◆ GOAL ◆
Rewrite all of the data with "marker" changed to "pin" and nothing else altered. Leave the pictures out.

◆ RECORDS TO PROCESS ◆
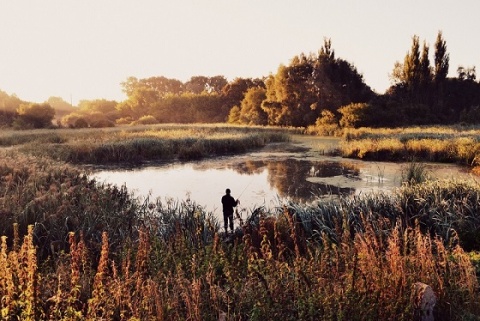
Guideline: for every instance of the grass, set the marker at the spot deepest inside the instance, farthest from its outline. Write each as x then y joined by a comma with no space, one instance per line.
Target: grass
79,250
435,144
75,249
134,145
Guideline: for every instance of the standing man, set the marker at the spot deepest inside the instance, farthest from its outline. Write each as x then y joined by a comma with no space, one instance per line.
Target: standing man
228,203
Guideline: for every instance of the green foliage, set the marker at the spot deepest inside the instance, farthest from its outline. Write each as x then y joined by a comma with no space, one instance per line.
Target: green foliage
354,115
34,116
355,258
297,94
442,58
251,112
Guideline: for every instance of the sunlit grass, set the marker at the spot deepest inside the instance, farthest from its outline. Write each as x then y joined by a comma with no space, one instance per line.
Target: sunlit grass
138,144
95,252
436,144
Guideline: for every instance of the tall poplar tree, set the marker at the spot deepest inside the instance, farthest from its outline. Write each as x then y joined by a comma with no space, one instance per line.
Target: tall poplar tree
411,64
442,58
425,70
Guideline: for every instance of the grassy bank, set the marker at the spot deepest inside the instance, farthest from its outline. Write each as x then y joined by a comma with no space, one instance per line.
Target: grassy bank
95,252
135,145
435,144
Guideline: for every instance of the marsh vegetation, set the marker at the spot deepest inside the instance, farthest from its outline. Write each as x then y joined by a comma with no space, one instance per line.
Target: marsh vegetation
77,249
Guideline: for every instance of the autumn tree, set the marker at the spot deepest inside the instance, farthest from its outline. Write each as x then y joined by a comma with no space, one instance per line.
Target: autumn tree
143,94
202,84
251,112
442,59
8,108
34,116
298,93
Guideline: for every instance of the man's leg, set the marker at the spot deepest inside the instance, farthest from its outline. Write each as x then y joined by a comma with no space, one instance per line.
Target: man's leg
231,222
225,222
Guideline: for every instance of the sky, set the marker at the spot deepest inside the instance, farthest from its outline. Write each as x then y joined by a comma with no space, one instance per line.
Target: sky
85,49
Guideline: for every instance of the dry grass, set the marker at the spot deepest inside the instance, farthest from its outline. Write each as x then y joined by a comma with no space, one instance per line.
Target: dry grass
437,144
138,144
354,259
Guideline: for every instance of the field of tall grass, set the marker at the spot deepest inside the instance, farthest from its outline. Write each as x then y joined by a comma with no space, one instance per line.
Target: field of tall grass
134,145
453,144
74,249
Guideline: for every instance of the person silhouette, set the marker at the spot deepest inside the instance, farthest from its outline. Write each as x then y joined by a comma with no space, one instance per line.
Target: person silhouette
228,203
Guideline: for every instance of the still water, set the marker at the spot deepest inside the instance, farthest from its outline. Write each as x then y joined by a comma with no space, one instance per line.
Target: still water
265,181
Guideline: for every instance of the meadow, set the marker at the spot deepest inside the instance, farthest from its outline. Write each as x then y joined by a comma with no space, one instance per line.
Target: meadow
138,144
75,249
452,144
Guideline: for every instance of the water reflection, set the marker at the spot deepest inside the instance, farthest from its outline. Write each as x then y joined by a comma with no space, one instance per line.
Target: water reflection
258,181
255,182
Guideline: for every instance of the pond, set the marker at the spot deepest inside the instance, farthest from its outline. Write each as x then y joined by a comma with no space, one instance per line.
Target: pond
267,178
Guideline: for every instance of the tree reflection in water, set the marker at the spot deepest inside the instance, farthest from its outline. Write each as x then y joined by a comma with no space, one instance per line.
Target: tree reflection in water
288,177
256,182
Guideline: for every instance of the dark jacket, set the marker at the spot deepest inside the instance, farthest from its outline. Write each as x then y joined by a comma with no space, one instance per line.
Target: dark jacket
228,203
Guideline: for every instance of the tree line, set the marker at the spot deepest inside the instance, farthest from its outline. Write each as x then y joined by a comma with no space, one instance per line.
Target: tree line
318,89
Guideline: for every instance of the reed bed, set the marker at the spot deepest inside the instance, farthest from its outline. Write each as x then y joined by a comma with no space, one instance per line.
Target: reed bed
134,145
435,144
123,258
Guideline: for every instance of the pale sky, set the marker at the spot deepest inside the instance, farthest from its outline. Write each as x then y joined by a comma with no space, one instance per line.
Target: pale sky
84,49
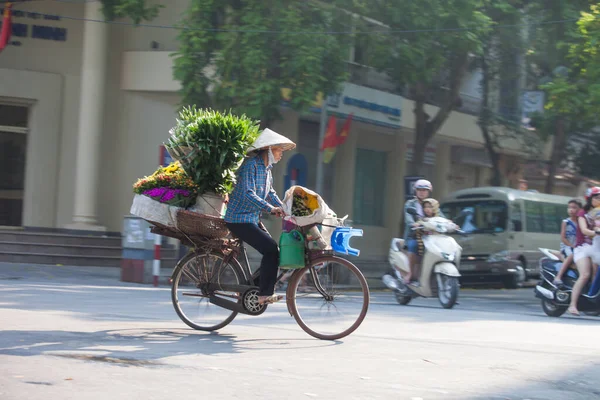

◆ EXERCISE RESPONSE ◆
Guideline: for every instance of the grass, set the pin at the spot deepest inside the instance, farthest from its outline. Write each as x then y joined by a comma with no space, one instance per line.
Target: grass
79,250
435,144
75,249
134,145
Guideline: for every instance of the standing man, set the pin at the spot deepest inside the instance, farthest from its outline. Write each as x then y joined by a comma with no space, one instance per line.
Target: standing man
228,203
Guideline: for every instance of the green foliage, set the pin at the spot deepest inside the instance, farthest from its outline. Write each as x then y joined by a comma with no space, one instance per line.
Target: green foliage
354,115
34,116
355,258
297,94
442,58
251,112
Guideline: for every instance of the sunlit grass, set the pin at the spot deepest inside the instance, farthest from its outline. Write each as x then y joined by a comma with no space, one instance per line.
Target: sunlit grass
138,144
95,252
436,144
Guideline: for every instance of the tall poplar tree, set the pin at the spot deepest inside the instance, farthest from its outline. Write each as x then y joined by a comma with no space, one instance per line.
Target: tall poplar tree
411,64
442,58
425,70
Guideline: for every instance of the grassy bank, set the pin at the spot deepest inside the instance, farthest from its outline. Write each as x then y joined by a comma with no space, one instance per line.
Target: grassy bank
95,252
135,145
435,144
Guideline: for every instance of the marsh vegetation, set the pin at the spot deepest inside the instance, farthest from its outline. Write each as x then y joined by a comma with no space, one instance per line.
Target: marsh vegetation
77,249
Guideline: for every instance of the autumn tree, set the pin at the spot deepest inside the instance, farthest from its outline. Write each as x then y joined by a comma with no space, one instance per line.
Target: autumn tree
143,94
202,84
251,112
442,59
8,108
34,116
298,93
Guideline: for every instance of the man's leg, set the pin at the spot deepest inside the instance, farthest from its outline. Write each as x then y joined by a comma with no space, one instance per line.
Target: man's leg
231,222
225,222
Guideline: for every instance of the sky, set the pin at the spot deepest inside the instance, farthest from its outline. Write each as x then y joined by a comma with no space, one instance per line.
Target: sky
85,49
Guideline: for every instance of the dry grass, set the pin at the spot deepest inside the instance, farthest from its outline. Write each as x then y joined by a comma with no space, one instance per line.
Target: dry grass
437,144
138,144
354,259
Guideline: for every instance of the field of tall grass, set the pin at the spot deepest inside the instance, farthest from its outline. Write each as x then y joined by a comma with no space, one instance per line.
Target: field of tall grass
134,145
453,144
74,249
Guideline: for every instance of the person silhouette, set the pin at the spot deepest inside the instance, farthest from its outline. Write each as x then y joined by a comma with no space, one instance per line.
Target: person silhouette
228,203
Guideline: for every instance of the still water, set the pin at the spot deepest inside the instance, farthest from its outline. Write each as x then y joined by a comma with no space, one instance per line.
Target: still water
265,181
Guideline: for every instance of the meadow, set the pin at the spot deepest inside the instance, farthest from its outline. Write each as x then y joined by a comma with no space, one instance per line.
Target: meadow
138,144
75,249
452,144
Guideline: for every instance of the water reflection, set the pin at the spot deepest inside the instance, farthest from its outline. Write each as x then y joined by a comma with no space, one instance per line.
Target: water reflection
258,181
255,182
Guideline: for every instance of the pond, set the pin at the spot deepest inside the instance, farthest from its outline. Write each as x then y joined by a comma with no space, one instance per line.
Target: pond
267,178
Guideline: for every instance of the tree reflection in water, set the pin at the spot deepest inside the instance, farthest from its outline. Write each as x then y joined by a comma with no space, one instance per line.
Target: tree reflection in water
288,177
256,182
Guideline: for every instance of the dark jacket, set the pin at the spot deepest inside the instance, farthest from its outline. Write each as x then y joined by a comma with no space, one instance per line.
Target: dark jacket
228,203
Guideline: for every instance of the tree line, set the pin at the spot deepest inside the instance, farthest from its outline. Write each as x then y joined by a comma with no space, one instance per line.
Target: tree line
318,89
Guideline: for every instance of the reed bed, set the pin at the spot deepest inside the instance, farthest from its outline. Write each as x then y joined by a comma with no space, one instance per line.
Target: reed bed
134,145
435,144
123,258
Guideline: for every instance of the pale sky, set the pin at the spot deepest inside the instance, farthest from its outline. Write each as x then y joined by a comma with no space, one instance per line.
Target: pale sky
84,49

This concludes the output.